Love and Friends - The UK Dating Site for Thinking People
Remember Me?
Password Reminder >>
 
           

Dating Advice 

Latest Dating Advice!
Archives


 
  Other Stories >>>


 
... Loveandfriends poster saying when love hurts you dare to love again The importance of being a social butterfly in your hunt for love




Actually your true love doesn’t exist.

Or rather it doesn’t exist out there, waiting to be discovered. There is no destiny of love. It is chance, coincidence or enterprise that brings you together. There could be more than one ‘true love’. Like other choices you make throughout your life, love can go, or could have gone, in different directions. There are parallel lives in the imagination, spinning out different scenarios.

The art of real as opposed to true love is in the making.

At the beginning, there is often a smile, a twinkle, a resemblance, or simply lust at first sight. The rest is exploration, accommodation, building life together, the ties of offspring, the universe of shared space, the accumulation of memories. That is real love. All the rest is fiction.

Directions =
#1 Could you transcribe the piece on true love from "Or rather it" up to and including "rest is fiction."?
#2 Does the piece on true love agree with each statement below? Answer yes or no for each, and quote the words from the piece that decide it.
(a) There may be more than one true love for a person.
(b) Love is determined by destiny.
(c) Real love includes the accumulation of memories.

Image annotation data:
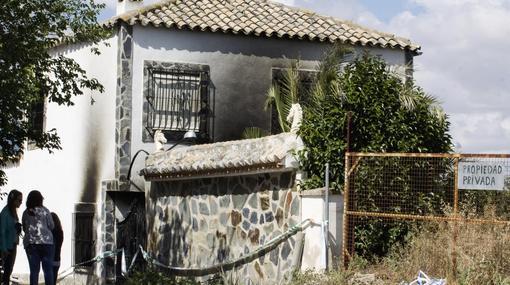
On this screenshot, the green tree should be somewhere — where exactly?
[300,49,451,191]
[0,0,108,189]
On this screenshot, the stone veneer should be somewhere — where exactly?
[147,172,301,284]
[115,23,133,190]
[97,180,119,282]
[142,60,209,142]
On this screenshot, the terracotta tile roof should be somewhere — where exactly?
[140,133,303,180]
[106,0,420,54]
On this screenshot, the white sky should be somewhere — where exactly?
[100,0,510,153]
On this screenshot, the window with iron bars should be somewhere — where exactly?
[271,68,317,134]
[146,67,214,142]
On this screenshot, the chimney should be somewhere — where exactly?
[117,0,143,15]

Task-by-task solutions =
#1
Or rather it doesn’t exist out there, waiting to be discovered. There is no destiny of love. It is chance, coincidence or enterprise that brings you together. There could be more than one ‘true love’. Like other choices you make throughout your life, love can go, or could have gone, in different directions. There are parallel lives in the imagination, spinning out different scenarios.

The art of real as opposed to true love is in the making.

At the beginning, there is often a smile, a twinkle, a resemblance, or simply lust at first sight. The rest is exploration, accommodation, building life together, the ties of offspring, the universe of shared space, the accumulation of memories. That is real love. All the rest is fiction.

#2
(a) Yes: "There could be more than one ‘true love’."
(b) No: "There is no destiny of love."
(c) Yes: "the accumulation of memories. That is real love."